● Given passage

It’s hard to predict when it’s the best time to take photos in order to have the perfect sky in your landscape photos. Furthermore, as you usually are on a schedule you can’t wait for the sky to change. Best landscape photos require you to adventure in extreme locations and photograph what the moment offers you. So what can you do when the sky is a dull light blue when you take the pictures but the fluffiest clouds appear just when you’re on the way back or the next day?
Well, you can take your photographs and use Affinity Photo to replace the sky. In this Affinity Photo sky replacement tutorial, we will show you how to do it.
Affinity Photo provides all the tools you need to replace the sky in a photo. It works with layers and masks, has advanced selection tools, and allows you to control tone, brightness, and clarity. But even if Affinity helps you blend the new sky as if it was there from the beginning, there are some factors you need to consider to create natural-looking results. Landscape photographs should reflect the natural environment truthfully even if this means having less contrast and saturated colors in your pictures.

● Records provided
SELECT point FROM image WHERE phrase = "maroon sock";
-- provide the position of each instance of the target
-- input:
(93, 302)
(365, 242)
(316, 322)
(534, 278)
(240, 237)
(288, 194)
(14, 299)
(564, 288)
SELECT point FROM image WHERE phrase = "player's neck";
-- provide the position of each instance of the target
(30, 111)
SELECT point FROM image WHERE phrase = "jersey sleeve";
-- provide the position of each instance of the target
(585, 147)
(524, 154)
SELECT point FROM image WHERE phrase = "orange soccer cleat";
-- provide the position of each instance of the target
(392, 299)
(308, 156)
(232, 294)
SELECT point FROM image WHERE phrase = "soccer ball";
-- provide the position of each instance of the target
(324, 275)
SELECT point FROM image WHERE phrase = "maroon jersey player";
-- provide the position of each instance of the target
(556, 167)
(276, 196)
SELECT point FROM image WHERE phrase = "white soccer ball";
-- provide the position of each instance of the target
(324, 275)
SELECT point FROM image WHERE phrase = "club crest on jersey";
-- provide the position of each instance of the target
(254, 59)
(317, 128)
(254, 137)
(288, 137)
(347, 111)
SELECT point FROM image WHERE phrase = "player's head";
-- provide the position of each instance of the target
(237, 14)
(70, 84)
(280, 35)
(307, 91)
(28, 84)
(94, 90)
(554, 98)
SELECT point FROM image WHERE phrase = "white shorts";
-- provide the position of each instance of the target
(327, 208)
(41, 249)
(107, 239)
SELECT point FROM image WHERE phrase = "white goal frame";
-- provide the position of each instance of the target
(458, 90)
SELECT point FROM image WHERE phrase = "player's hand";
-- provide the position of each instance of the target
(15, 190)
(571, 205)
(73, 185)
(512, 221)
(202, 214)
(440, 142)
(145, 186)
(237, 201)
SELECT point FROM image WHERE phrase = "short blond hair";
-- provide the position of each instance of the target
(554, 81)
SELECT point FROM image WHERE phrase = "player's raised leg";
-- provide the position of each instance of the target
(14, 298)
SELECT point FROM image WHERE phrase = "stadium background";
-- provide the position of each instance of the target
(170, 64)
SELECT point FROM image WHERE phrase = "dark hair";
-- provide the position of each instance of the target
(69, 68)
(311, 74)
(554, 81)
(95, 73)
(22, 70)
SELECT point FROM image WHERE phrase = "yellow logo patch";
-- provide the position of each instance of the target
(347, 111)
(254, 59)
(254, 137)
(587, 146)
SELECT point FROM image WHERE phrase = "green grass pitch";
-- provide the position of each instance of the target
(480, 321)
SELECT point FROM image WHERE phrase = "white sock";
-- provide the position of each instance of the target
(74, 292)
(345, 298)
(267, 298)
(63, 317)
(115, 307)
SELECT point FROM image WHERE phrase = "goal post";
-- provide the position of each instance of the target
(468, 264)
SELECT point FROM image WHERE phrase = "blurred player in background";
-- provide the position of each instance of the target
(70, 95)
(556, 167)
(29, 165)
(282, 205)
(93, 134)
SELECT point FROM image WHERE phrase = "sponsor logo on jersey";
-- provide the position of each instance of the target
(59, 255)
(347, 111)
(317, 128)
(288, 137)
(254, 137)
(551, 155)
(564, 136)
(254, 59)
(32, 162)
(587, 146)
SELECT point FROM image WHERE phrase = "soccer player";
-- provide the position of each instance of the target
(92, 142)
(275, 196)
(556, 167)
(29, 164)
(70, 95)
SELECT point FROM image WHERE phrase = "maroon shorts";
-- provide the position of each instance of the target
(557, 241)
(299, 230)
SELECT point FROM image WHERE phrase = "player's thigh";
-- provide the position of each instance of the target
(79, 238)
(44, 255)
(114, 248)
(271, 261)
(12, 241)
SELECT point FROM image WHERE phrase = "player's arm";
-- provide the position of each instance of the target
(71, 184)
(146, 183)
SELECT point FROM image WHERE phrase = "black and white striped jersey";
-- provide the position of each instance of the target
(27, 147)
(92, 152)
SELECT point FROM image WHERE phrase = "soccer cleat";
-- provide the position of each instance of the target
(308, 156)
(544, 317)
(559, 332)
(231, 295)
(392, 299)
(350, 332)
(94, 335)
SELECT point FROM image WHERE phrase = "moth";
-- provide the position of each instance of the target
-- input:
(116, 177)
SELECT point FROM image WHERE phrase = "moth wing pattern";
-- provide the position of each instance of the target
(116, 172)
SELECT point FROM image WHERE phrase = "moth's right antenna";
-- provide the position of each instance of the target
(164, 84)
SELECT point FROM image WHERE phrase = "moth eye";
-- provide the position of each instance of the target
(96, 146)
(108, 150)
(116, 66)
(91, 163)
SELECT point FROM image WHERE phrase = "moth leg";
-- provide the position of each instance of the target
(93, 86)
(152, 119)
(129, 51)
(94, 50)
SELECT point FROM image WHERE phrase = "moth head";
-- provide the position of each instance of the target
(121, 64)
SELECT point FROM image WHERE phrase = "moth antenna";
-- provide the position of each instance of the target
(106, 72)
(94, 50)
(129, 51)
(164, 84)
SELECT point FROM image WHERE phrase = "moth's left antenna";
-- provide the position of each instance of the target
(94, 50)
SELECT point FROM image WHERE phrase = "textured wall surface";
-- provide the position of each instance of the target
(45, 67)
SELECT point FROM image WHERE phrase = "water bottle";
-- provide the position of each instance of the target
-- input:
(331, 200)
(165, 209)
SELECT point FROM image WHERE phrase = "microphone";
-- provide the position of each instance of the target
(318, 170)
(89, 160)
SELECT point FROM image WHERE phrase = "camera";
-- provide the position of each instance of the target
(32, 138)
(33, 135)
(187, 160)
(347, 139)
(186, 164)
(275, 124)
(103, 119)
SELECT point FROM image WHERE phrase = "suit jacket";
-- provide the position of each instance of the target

● Task list
**A.** Answer these questions from the sky replacement text:
(i) Which program does the text recommend for replacing the sky in a photo?
(ii) What two things does that program work with?
(iii) What should landscape photographs reflect truthfully?
**B.** Write out everything in the sky replacement text from "It’s hard to" down to "the next day?", word for word.

● Solutions by task
**A.**
(i) Affinity Photo
(ii) Layers and masks
(iii) The natural environment

**B.**
It’s hard to predict when it’s the best time to take photos in order to have the perfect sky in your landscape photos. Furthermore, as you usually are on a schedule you can’t wait for the sky to change. Best landscape photos require you to adventure in extreme locations and photograph what the moment offers you. So what can you do when the sky is a dull light blue when you take the pictures but the fluffiest clouds appear just when you’re on the way back or the next day?